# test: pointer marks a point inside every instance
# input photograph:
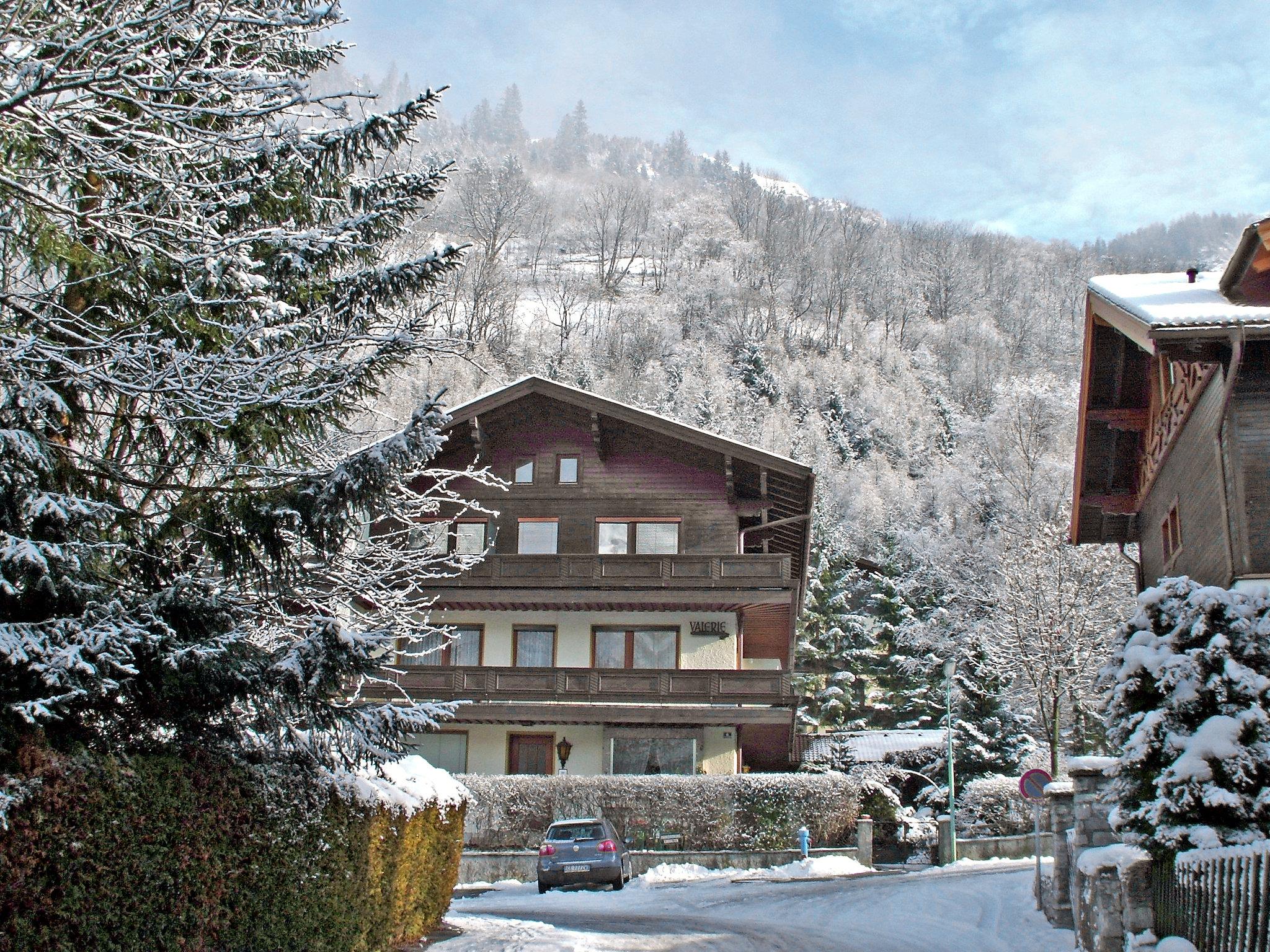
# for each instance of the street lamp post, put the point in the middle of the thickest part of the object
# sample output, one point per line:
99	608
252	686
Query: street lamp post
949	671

---

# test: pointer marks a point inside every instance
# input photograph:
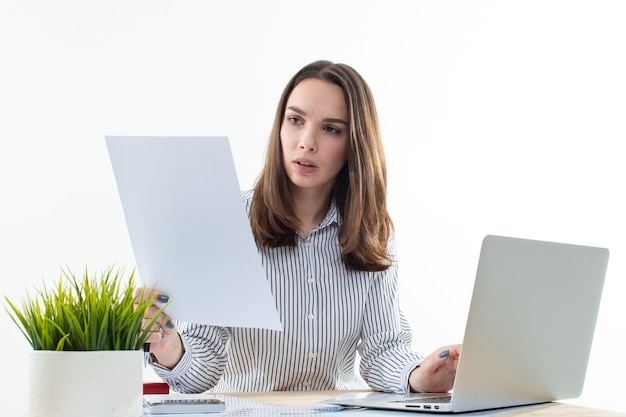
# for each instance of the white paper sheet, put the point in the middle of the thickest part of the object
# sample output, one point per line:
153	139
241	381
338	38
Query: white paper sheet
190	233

...

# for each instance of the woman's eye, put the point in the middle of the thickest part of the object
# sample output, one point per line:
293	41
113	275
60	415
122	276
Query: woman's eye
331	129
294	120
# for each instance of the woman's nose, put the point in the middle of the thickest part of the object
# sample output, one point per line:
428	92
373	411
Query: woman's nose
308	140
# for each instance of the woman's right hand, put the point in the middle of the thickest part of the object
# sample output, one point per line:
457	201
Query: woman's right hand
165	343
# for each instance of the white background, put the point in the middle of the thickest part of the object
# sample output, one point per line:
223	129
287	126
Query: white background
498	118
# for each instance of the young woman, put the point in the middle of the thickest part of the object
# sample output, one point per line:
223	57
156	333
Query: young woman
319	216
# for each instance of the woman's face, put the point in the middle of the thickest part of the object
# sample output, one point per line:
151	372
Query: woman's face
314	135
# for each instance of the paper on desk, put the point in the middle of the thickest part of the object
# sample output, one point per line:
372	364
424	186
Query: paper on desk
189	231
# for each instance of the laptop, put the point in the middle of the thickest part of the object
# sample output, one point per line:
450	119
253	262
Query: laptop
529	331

_Given task_: Show every line of the records that contains the word "young".

_Worked answer_:
# for each instance of the young woman, put the point in the middle of the thickest part of the object
Query: young woman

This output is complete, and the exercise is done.